---------- Excerpted records ----------

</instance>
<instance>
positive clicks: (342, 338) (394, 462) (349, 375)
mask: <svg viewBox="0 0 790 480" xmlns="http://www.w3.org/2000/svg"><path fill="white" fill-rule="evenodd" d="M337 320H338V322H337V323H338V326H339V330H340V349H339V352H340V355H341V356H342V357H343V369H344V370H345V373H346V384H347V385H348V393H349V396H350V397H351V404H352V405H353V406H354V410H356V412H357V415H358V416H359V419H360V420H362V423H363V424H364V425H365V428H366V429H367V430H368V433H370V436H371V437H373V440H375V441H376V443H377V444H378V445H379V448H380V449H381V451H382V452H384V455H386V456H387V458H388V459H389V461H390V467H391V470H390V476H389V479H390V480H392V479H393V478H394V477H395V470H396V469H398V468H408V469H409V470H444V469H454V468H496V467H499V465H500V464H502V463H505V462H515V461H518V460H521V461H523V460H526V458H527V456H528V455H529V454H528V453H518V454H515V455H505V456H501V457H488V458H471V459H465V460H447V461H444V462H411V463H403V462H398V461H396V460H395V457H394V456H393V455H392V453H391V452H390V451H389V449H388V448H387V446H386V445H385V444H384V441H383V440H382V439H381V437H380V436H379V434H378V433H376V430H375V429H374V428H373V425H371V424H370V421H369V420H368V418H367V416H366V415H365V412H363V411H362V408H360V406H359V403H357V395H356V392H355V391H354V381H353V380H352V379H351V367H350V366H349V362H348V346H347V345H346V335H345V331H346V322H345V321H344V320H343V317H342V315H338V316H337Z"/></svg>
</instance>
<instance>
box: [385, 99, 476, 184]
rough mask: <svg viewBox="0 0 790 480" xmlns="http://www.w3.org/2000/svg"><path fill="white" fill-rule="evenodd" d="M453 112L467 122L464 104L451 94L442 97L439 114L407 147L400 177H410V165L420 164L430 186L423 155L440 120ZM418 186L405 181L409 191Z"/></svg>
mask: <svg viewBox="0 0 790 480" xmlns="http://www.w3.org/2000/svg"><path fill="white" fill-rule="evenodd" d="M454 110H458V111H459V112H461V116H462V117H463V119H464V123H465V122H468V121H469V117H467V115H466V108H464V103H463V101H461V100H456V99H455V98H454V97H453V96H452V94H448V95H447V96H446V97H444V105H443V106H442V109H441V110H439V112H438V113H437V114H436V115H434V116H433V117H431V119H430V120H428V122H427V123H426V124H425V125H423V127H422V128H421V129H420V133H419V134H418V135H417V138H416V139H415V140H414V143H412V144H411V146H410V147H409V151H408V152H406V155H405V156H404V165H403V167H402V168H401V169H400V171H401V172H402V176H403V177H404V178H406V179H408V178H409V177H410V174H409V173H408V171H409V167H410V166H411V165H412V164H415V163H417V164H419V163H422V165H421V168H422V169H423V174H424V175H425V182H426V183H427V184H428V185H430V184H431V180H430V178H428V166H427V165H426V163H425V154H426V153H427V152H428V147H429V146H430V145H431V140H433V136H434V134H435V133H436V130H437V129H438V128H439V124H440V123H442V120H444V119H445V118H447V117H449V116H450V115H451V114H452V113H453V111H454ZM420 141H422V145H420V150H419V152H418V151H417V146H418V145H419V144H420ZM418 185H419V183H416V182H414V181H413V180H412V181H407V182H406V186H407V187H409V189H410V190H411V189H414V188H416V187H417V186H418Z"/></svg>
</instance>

----------

### Task directions
Format the lines above as a JSON array of strings, one string per line, omitting blank lines.

### Response to this exercise
[
  "</instance>",
  "<instance>",
  "positive clicks: (342, 338) (394, 462) (349, 375)",
  "mask: <svg viewBox=\"0 0 790 480\" xmlns=\"http://www.w3.org/2000/svg\"><path fill=\"white\" fill-rule=\"evenodd\" d=\"M337 320H338V322H337V323H338V326H339V330H340V349H339V352H340V355H341V356H342V357H343V369H344V370H345V373H346V384H347V385H348V393H349V396H350V397H351V404H352V405H353V406H354V410H356V412H357V415H358V416H359V419H360V420H362V423H363V424H364V425H365V428H366V429H367V430H368V433H370V436H371V437H373V440H375V441H376V443H377V444H378V445H379V448H380V449H381V451H382V452H384V455H386V456H387V458H388V459H389V461H390V467H391V470H390V476H389V479H390V480H392V479H393V478H394V477H395V470H396V469H398V468H408V469H409V470H444V469H454V468H496V467H499V465H500V464H502V463H505V462H515V461H518V460H521V461H523V460H526V458H527V456H528V455H529V454H528V453H518V454H515V455H505V456H501V457H488V458H471V459H465V460H447V461H444V462H411V463H403V462H398V461H396V460H395V457H394V456H393V455H392V453H391V452H390V451H389V449H388V448H387V446H386V445H385V444H384V441H383V440H382V439H381V437H380V436H379V434H378V433H376V430H375V429H374V428H373V425H371V424H370V421H369V420H368V418H367V416H366V415H365V412H363V411H362V408H360V406H359V403H357V395H356V392H355V391H354V381H353V380H352V379H351V367H350V366H349V362H348V346H347V345H346V335H345V331H346V322H345V321H344V320H343V317H342V315H338V316H337Z\"/></svg>",
  "</instance>",
  "<instance>",
  "box: [385, 99, 476, 184]",
  "rough mask: <svg viewBox=\"0 0 790 480\" xmlns=\"http://www.w3.org/2000/svg\"><path fill=\"white\" fill-rule=\"evenodd\" d=\"M453 112L467 122L464 104L451 94L442 97L439 114L407 147L400 177H410V165L420 164L430 186L423 155L440 120ZM418 186L405 181L409 191Z\"/></svg>",
  "mask: <svg viewBox=\"0 0 790 480\" xmlns=\"http://www.w3.org/2000/svg\"><path fill=\"white\" fill-rule=\"evenodd\" d=\"M454 110H458V111H459V112H461V116H462V117H463V119H464V123H465V122H468V121H469V117H467V115H466V108H464V103H463V101H461V100H456V99H455V98H454V97H453V96H452V94H448V95H447V96H446V97H444V105H443V106H442V109H441V110H439V112H438V113H437V114H436V115H434V116H433V117H431V119H430V120H428V122H427V123H426V124H425V125H423V127H422V128H421V129H420V133H419V134H418V135H417V138H416V139H415V140H414V143H412V144H411V146H410V147H409V151H408V152H406V155H405V156H404V165H403V167H402V168H401V169H400V171H401V172H402V176H403V177H404V178H406V179H408V178H409V177H410V174H409V173H408V171H409V167H410V166H411V165H412V164H415V163H417V164H419V163H422V165H421V168H422V169H423V174H424V175H425V182H426V183H427V184H428V185H430V184H431V180H430V178H428V166H427V165H426V163H425V154H426V153H427V152H428V147H429V146H430V145H431V140H433V136H434V134H435V133H436V130H437V129H438V128H439V124H440V123H442V120H444V119H445V118H447V117H449V116H450V115H451V114H452V113H453V111H454ZM420 141H422V145H420V150H419V152H418V151H417V146H418V145H419V144H420ZM418 185H419V183H416V182H414V181H413V180H412V181H407V182H406V186H407V187H409V189H410V190H411V189H414V188H416V187H417V186H418Z\"/></svg>",
  "</instance>"
]